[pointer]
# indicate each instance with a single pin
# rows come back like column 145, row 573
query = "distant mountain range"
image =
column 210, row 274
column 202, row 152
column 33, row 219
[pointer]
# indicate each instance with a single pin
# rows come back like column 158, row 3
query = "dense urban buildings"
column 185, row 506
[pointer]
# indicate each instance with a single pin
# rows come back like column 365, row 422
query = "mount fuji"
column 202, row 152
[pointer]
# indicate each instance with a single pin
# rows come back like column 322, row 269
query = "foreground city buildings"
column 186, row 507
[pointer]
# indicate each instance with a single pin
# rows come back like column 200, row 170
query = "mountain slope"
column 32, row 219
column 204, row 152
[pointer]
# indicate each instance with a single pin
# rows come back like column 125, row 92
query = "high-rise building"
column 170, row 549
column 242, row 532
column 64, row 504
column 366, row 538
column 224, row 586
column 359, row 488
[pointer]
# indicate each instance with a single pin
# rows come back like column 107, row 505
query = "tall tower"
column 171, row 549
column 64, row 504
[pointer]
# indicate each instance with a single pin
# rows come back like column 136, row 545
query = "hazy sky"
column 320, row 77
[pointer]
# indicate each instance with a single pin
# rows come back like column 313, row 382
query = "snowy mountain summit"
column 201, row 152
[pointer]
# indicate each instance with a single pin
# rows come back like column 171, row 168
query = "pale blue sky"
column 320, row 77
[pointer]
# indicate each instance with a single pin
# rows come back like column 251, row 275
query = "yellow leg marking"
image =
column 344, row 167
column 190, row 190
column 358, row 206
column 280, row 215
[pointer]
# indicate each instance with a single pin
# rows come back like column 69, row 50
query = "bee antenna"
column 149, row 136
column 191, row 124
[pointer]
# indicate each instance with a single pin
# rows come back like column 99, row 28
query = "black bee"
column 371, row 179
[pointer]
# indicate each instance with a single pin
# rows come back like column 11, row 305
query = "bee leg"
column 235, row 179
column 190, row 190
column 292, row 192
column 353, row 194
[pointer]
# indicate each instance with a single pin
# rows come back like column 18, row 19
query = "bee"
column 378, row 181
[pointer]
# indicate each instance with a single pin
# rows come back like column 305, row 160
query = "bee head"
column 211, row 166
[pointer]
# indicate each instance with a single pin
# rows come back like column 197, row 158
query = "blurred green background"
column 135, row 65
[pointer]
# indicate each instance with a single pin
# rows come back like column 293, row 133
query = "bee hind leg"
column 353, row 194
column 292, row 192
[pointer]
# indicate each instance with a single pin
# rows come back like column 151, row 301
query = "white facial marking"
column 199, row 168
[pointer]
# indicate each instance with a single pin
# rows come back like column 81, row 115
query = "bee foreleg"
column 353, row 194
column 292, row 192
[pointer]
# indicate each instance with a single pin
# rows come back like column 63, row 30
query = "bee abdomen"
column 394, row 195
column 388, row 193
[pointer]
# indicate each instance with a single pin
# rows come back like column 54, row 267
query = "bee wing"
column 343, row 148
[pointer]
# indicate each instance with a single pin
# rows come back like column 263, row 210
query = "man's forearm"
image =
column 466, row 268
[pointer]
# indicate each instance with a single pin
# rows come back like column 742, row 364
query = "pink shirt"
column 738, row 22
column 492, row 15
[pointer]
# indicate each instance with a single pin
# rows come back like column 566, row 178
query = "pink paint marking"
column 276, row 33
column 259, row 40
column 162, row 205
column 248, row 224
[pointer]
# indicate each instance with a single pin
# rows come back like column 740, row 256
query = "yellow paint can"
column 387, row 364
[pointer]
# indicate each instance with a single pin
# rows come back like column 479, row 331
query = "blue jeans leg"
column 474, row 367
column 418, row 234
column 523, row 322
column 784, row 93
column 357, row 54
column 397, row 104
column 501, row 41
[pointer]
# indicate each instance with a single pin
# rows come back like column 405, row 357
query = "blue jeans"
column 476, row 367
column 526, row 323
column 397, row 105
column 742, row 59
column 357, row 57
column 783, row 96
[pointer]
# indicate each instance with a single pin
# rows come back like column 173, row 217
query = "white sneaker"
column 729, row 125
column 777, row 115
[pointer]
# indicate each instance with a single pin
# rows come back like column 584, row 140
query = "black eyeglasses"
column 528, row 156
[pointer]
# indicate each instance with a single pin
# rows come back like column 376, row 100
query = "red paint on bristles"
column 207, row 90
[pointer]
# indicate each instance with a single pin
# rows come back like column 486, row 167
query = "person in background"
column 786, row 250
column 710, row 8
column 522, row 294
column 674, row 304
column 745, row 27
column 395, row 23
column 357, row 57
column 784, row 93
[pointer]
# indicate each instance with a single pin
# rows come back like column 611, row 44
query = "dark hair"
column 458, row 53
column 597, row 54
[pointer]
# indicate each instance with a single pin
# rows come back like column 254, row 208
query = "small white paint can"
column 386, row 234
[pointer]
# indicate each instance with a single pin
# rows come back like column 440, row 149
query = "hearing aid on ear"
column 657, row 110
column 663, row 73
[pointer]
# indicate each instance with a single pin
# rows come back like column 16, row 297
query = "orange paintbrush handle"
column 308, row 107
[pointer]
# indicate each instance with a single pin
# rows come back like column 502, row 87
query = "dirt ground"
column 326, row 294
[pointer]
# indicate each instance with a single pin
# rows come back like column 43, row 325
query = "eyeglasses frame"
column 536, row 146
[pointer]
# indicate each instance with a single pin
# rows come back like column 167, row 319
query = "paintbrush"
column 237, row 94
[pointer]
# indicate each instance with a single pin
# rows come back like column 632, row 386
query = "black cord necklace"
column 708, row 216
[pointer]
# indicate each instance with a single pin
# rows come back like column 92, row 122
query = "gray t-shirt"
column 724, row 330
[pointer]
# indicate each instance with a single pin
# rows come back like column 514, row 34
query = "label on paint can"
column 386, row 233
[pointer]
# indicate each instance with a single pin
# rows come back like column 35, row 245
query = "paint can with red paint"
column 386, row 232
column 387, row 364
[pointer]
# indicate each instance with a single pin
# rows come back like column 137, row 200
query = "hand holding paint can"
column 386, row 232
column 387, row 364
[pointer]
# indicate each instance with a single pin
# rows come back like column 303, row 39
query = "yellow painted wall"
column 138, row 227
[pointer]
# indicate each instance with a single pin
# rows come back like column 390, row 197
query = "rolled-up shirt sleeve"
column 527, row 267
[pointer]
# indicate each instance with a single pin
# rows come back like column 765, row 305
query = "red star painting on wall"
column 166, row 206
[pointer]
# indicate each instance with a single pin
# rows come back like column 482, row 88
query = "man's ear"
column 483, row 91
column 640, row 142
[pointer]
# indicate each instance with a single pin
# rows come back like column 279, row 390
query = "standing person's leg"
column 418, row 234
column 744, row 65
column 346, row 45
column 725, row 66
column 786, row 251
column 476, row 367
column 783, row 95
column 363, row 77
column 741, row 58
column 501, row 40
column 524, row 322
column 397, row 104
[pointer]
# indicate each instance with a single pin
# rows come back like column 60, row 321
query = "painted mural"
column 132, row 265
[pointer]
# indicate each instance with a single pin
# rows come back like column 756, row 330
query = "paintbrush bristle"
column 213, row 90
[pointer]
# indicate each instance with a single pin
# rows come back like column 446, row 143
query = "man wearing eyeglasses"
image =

+---+

## Task objective
Extract the full listing above without alteration.

## Written answer
[pointer]
# indicate each instance with a single pin
# rows come back like column 145, row 573
query = "distant mountain range"
image =
column 210, row 274
column 202, row 152
column 33, row 219
[pointer]
# indicate each instance with a single pin
# rows come back like column 158, row 3
query = "dense urban buildings"
column 185, row 506
[pointer]
# indicate each instance with a single pin
# rows come back like column 365, row 422
query = "mount fuji"
column 202, row 152
[pointer]
# indicate each instance with a single pin
# rows come back like column 322, row 269
query = "foreground city buildings"
column 186, row 507
[pointer]
# indicate each instance with a single pin
# rows come back like column 200, row 170
query = "mountain slope"
column 32, row 219
column 204, row 152
[pointer]
# indicate each instance with a single pin
# rows come back like column 125, row 92
query = "high-rise building"
column 170, row 549
column 242, row 532
column 64, row 504
column 366, row 538
column 224, row 586
column 359, row 488
[pointer]
# indicate each instance with a single pin
# rows come back like column 107, row 505
query = "tall tower"
column 171, row 549
column 64, row 504
[pointer]
# indicate each instance with a single pin
# rows come back like column 136, row 545
query = "hazy sky"
column 320, row 77
[pointer]
# indicate each instance with a single pin
# rows come back like column 313, row 382
query = "snowy mountain summit"
column 201, row 152
[pointer]
# indicate each instance with a single pin
# rows come back like column 171, row 168
query = "pale blue sky"
column 320, row 77
[pointer]
# indicate each instance with a single pin
# rows come back like column 251, row 275
query = "yellow leg marking"
image =
column 344, row 167
column 190, row 190
column 358, row 206
column 280, row 215
[pointer]
# indicate each instance with a single pin
# rows come back like column 69, row 50
query = "bee antenna"
column 149, row 136
column 191, row 124
[pointer]
# indicate each instance with a single pin
# rows come back like column 99, row 28
query = "black bee"
column 371, row 179
[pointer]
# indicate each instance with a single pin
# rows come back like column 11, row 305
query = "bee leg"
column 235, row 179
column 190, row 190
column 292, row 192
column 353, row 194
[pointer]
# indicate each instance with a single pin
# rows come back like column 18, row 19
query = "bee"
column 378, row 181
[pointer]
# indicate each instance with a single pin
# rows come back like column 305, row 160
query = "bee head"
column 211, row 166
[pointer]
# indicate each instance with a single pin
# rows come back like column 197, row 158
query = "blurred green background"
column 135, row 65
[pointer]
# indicate each instance with a single pin
# rows come back like column 293, row 133
query = "bee hind leg"
column 353, row 194
column 292, row 192
[pointer]
# indicate each instance with a single pin
# rows come back like column 151, row 301
query = "white facial marking"
column 199, row 168
[pointer]
# indicate each instance with a single pin
# rows come back like column 81, row 115
query = "bee foreleg"
column 353, row 194
column 292, row 192
[pointer]
# indicate each instance with a single pin
# rows come back like column 63, row 30
query = "bee abdomen"
column 394, row 195
column 388, row 193
[pointer]
# indicate each instance with a single pin
# rows come back like column 54, row 267
query = "bee wing"
column 343, row 148
[pointer]
# indicate each instance with a single pin
# rows come back like column 263, row 210
query = "man's forearm"
image =
column 466, row 268
[pointer]
# indicate each instance with a single pin
# rows come back like column 742, row 364
query = "pink shirt"
column 738, row 22
column 492, row 15
[pointer]
# indicate each instance with a single pin
# rows come back like column 566, row 178
query = "pink paint marking"
column 276, row 33
column 259, row 40
column 162, row 205
column 248, row 224
[pointer]
# indicate each instance with a single pin
# rows come back like column 740, row 256
query = "yellow paint can"
column 387, row 364
[pointer]
# indicate each instance with a single pin
# rows come back like column 479, row 331
query = "blue jeans leg"
column 474, row 367
column 418, row 234
column 523, row 322
column 784, row 93
column 357, row 54
column 397, row 104
column 501, row 41
[pointer]
# indicate each instance with a single pin
# rows come back like column 405, row 357
query = "blue jeans"
column 476, row 367
column 526, row 323
column 397, row 105
column 742, row 59
column 357, row 57
column 783, row 96
[pointer]
# indicate each instance with a single pin
# rows come back like column 173, row 217
query = "white sneaker"
column 729, row 125
column 777, row 115
[pointer]
# indicate each instance with a single pin
# rows come back like column 584, row 140
query = "black eyeglasses"
column 528, row 156
[pointer]
# indicate each instance with a single pin
# rows come back like column 376, row 100
query = "red paint on bristles"
column 207, row 90
[pointer]
# indicate each instance with a single pin
# rows come back like column 486, row 167
query = "person in background"
column 786, row 250
column 710, row 8
column 522, row 294
column 674, row 304
column 745, row 27
column 395, row 23
column 357, row 57
column 784, row 93
[pointer]
# indicate each instance with a single pin
# rows come back like column 611, row 44
query = "dark hair"
column 458, row 53
column 597, row 54
[pointer]
# indicate each instance with a single pin
# rows come back like column 254, row 208
query = "small white paint can"
column 386, row 234
[pointer]
# indicate each instance with a single pin
# rows come back like column 440, row 149
query = "hearing aid on ear"
column 657, row 110
column 663, row 73
[pointer]
# indicate each instance with a single pin
# rows come back like column 16, row 297
query = "orange paintbrush handle"
column 308, row 107
[pointer]
# indicate each instance with a single pin
# rows come back like column 502, row 87
query = "dirt ground"
column 326, row 294
[pointer]
# indicate each instance with a single pin
# rows come back like column 43, row 325
query = "eyeglasses frame"
column 536, row 146
[pointer]
# indicate each instance with a single pin
# rows come back like column 167, row 319
query = "paintbrush"
column 237, row 94
[pointer]
# indicate each instance with a single pin
# rows come back like column 632, row 386
query = "black cord necklace"
column 708, row 216
[pointer]
# indicate each instance with a single pin
# rows come back like column 92, row 122
query = "gray t-shirt"
column 724, row 330
[pointer]
# indicate each instance with a single pin
# rows come back like column 514, row 34
query = "label on paint can"
column 386, row 233
[pointer]
# indicate each instance with a single pin
# rows come back like column 35, row 245
query = "paint can with red paint"
column 386, row 232
column 387, row 364
[pointer]
# indicate each instance with a single pin
# rows come back like column 137, row 200
query = "hand holding paint can"
column 386, row 232
column 387, row 364
[pointer]
# indicate each instance with a single pin
# rows come back like column 303, row 39
query = "yellow painted wall"
column 138, row 227
[pointer]
# indicate each instance with a single pin
# rows come back like column 390, row 197
query = "rolled-up shirt sleeve"
column 527, row 267
[pointer]
# indicate each instance with a single pin
# rows come back like column 765, row 305
query = "red star painting on wall"
column 166, row 206
[pointer]
# indicate each instance with a single pin
# rows come back like column 482, row 88
query = "man's ear"
column 483, row 91
column 640, row 142
[pointer]
# indicate each instance with a single pin
# rows come back like column 279, row 390
query = "standing person's leg"
column 418, row 234
column 744, row 65
column 346, row 45
column 725, row 66
column 786, row 251
column 476, row 367
column 783, row 95
column 363, row 77
column 741, row 58
column 501, row 40
column 524, row 322
column 397, row 104
[pointer]
# indicate each instance with a single pin
# rows come back like column 60, row 321
query = "painted mural"
column 132, row 265
[pointer]
# indicate each instance with a single pin
# rows come back like column 756, row 330
query = "paintbrush bristle"
column 213, row 90
[pointer]
# indicate each instance with a single pin
# rows come back like column 446, row 143
query = "man wearing eyeglasses"
image =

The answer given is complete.